## [WORK ITEM]
From the entries that follow, copy every line with the word "below".
── INPUT FOR THIS TASK
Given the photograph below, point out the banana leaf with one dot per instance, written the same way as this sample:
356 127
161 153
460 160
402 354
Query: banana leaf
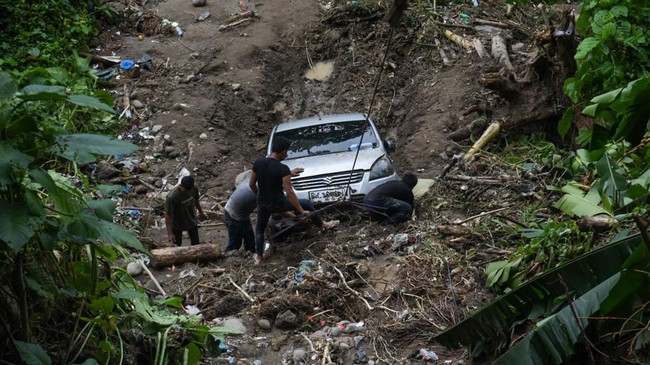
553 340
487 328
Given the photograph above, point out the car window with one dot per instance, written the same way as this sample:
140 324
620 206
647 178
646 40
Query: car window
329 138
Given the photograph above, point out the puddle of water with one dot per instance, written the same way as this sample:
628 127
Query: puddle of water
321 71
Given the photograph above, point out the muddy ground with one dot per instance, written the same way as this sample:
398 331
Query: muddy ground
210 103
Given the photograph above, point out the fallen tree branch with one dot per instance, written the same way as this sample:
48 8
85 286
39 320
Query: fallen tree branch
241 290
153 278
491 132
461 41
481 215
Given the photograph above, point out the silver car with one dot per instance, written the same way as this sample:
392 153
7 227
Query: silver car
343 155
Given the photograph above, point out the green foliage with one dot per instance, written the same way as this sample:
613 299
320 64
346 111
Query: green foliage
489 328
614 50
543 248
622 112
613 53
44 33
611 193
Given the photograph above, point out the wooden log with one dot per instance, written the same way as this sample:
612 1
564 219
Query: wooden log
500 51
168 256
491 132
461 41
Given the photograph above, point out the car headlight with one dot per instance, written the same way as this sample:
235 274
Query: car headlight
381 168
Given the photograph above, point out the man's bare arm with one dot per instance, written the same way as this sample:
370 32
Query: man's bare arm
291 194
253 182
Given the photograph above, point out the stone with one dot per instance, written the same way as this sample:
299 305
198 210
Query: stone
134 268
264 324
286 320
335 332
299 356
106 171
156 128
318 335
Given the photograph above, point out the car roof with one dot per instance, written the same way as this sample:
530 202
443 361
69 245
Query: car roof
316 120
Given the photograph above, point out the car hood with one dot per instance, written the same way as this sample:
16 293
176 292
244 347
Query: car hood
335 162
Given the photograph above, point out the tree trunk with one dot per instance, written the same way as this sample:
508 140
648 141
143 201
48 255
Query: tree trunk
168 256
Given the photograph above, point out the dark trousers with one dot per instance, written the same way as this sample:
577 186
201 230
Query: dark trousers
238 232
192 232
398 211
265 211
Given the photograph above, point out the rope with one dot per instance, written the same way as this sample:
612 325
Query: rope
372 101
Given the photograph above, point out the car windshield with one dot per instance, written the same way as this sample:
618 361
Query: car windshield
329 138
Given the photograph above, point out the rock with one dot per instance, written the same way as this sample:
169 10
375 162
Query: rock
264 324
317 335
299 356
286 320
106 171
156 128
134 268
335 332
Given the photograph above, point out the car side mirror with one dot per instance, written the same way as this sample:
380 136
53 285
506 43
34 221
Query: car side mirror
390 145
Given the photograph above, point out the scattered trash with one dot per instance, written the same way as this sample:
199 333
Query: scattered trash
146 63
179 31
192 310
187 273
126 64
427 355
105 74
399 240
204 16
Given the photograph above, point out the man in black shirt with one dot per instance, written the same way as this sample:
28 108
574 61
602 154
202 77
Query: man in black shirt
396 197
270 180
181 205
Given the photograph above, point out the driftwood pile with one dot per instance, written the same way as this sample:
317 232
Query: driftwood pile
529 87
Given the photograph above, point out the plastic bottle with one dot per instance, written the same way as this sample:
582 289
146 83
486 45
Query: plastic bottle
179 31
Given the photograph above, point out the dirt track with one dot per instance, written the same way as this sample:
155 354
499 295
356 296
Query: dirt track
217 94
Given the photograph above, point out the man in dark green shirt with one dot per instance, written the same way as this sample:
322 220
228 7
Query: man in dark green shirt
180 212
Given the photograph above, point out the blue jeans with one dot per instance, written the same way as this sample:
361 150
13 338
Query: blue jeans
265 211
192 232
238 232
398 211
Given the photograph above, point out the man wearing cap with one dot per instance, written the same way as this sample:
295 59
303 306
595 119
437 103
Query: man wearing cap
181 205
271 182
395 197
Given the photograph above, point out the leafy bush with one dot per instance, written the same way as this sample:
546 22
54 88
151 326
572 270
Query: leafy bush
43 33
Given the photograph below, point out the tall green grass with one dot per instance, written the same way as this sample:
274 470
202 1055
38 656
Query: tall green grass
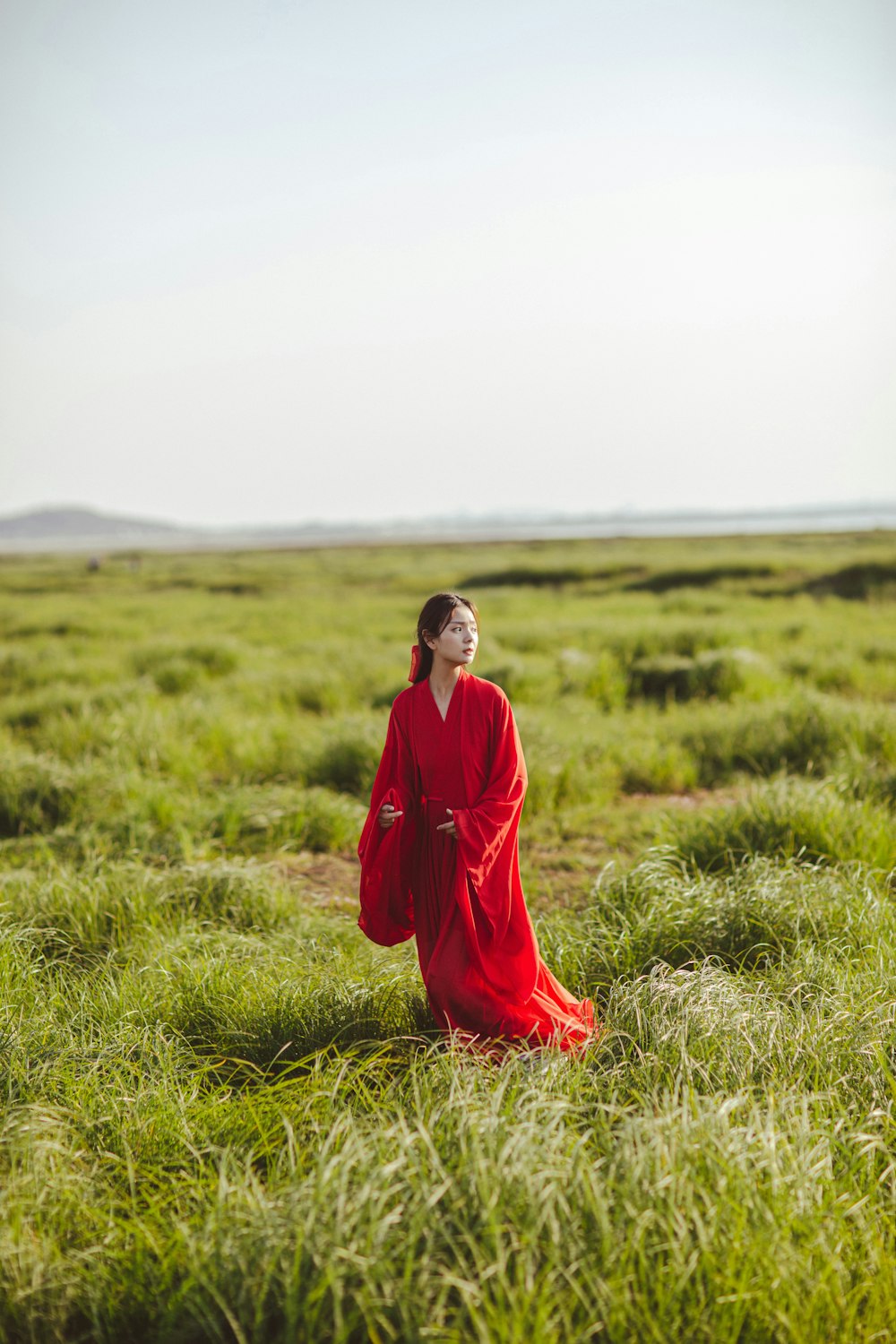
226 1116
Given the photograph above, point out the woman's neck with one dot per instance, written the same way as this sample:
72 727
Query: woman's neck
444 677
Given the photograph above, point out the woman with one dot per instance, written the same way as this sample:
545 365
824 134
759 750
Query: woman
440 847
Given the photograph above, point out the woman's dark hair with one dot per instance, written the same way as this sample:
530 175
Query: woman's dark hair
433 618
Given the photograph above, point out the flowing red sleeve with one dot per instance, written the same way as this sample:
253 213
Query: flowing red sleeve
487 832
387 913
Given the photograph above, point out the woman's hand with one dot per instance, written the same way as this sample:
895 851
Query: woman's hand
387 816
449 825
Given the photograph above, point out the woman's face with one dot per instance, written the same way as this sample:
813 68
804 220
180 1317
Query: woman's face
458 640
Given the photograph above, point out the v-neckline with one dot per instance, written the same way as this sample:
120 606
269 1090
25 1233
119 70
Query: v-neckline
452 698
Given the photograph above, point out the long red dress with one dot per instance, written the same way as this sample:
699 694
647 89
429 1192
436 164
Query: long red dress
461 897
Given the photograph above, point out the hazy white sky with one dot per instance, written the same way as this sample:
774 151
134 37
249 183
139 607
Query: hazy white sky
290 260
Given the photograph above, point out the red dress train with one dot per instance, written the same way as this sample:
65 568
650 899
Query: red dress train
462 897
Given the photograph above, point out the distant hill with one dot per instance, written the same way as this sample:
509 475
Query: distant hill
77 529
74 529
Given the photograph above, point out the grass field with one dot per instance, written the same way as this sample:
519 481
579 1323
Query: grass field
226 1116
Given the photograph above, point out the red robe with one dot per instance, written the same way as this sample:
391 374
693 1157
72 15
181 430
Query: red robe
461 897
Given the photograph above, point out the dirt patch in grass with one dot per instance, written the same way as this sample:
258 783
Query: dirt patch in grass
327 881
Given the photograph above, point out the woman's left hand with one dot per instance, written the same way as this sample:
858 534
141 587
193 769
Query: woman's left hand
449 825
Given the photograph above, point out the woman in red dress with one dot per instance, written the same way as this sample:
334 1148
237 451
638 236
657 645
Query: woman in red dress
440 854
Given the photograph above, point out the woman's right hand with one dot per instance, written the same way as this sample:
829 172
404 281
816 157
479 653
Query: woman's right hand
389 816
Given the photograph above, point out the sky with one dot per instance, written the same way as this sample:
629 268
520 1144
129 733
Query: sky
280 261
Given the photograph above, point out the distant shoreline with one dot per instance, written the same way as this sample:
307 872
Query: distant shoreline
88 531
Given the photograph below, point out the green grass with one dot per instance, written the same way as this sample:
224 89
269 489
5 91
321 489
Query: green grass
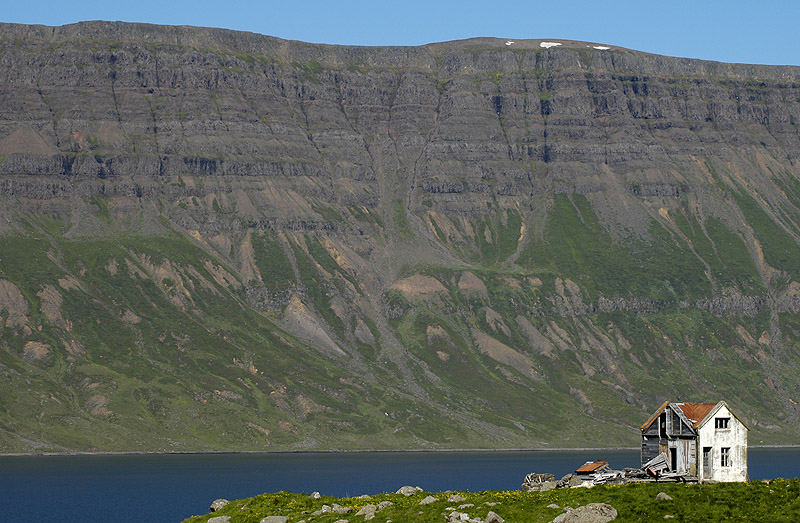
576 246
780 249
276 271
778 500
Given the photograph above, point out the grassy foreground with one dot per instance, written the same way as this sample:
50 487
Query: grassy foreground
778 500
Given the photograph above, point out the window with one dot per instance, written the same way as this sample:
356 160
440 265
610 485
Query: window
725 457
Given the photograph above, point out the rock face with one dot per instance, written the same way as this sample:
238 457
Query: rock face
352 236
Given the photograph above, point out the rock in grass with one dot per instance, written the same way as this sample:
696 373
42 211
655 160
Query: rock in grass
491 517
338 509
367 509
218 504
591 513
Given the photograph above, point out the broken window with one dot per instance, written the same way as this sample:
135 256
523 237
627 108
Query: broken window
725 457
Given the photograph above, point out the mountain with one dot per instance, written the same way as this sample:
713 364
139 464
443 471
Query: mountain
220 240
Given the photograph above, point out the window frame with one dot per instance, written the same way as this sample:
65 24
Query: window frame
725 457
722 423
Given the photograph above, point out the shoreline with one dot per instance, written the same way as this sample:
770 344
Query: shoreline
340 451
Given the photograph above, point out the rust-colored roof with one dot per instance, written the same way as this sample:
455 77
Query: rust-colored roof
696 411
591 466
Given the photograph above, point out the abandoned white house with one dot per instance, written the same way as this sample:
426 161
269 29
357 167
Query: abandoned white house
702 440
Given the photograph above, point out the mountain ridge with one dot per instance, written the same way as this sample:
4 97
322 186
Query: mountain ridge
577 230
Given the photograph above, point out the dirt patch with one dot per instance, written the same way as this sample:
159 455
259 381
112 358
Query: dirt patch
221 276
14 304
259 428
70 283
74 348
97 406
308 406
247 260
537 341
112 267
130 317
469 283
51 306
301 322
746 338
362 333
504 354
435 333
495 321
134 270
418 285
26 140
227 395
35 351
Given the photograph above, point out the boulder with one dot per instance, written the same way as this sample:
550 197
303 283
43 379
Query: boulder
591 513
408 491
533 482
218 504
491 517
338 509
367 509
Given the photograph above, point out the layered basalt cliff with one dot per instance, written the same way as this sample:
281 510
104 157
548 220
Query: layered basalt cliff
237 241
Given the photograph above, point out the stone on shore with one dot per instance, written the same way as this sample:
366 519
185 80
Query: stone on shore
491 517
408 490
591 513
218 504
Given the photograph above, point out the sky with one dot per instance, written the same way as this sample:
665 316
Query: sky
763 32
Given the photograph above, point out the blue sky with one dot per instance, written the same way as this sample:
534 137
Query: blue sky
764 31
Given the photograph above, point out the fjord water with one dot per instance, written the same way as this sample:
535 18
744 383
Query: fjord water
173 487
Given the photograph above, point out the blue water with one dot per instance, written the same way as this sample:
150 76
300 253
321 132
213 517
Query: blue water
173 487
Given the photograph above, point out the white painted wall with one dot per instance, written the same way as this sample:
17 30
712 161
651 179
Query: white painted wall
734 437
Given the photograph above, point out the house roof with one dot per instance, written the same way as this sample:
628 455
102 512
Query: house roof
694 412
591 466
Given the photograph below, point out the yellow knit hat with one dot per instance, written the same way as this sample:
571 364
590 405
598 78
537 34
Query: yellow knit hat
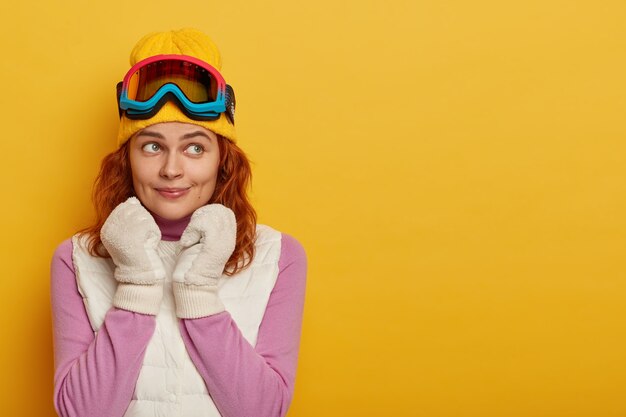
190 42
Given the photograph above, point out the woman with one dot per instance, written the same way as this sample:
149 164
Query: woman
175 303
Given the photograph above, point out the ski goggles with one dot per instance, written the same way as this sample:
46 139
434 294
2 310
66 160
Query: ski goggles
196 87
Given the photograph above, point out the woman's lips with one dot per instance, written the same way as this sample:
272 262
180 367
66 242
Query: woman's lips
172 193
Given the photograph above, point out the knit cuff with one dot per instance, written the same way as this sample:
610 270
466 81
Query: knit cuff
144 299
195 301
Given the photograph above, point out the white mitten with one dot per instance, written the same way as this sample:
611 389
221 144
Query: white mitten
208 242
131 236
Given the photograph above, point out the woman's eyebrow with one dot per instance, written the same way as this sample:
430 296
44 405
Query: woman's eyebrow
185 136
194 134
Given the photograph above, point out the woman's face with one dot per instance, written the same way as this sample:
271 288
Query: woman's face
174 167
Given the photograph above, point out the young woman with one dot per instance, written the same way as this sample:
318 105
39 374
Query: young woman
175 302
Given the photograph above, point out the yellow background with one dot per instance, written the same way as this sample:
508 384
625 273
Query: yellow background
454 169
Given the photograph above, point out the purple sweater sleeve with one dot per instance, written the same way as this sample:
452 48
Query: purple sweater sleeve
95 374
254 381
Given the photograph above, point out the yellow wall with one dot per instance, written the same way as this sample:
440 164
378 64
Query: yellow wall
────
## [ANSWER TO THIS EXERCISE]
Given the photograph below, point out the banana leaf with one dot per instance, written the same way as this sample:
Given the photograph below, point out the tall green grass with one dot per instance, written the same way as this sample:
Given the photograph below, point out the green grass with one dot per instance, written the same way as this sample:
Given the photograph below, point out the yellow knit hat with one dot per instance, written the same way as this sample:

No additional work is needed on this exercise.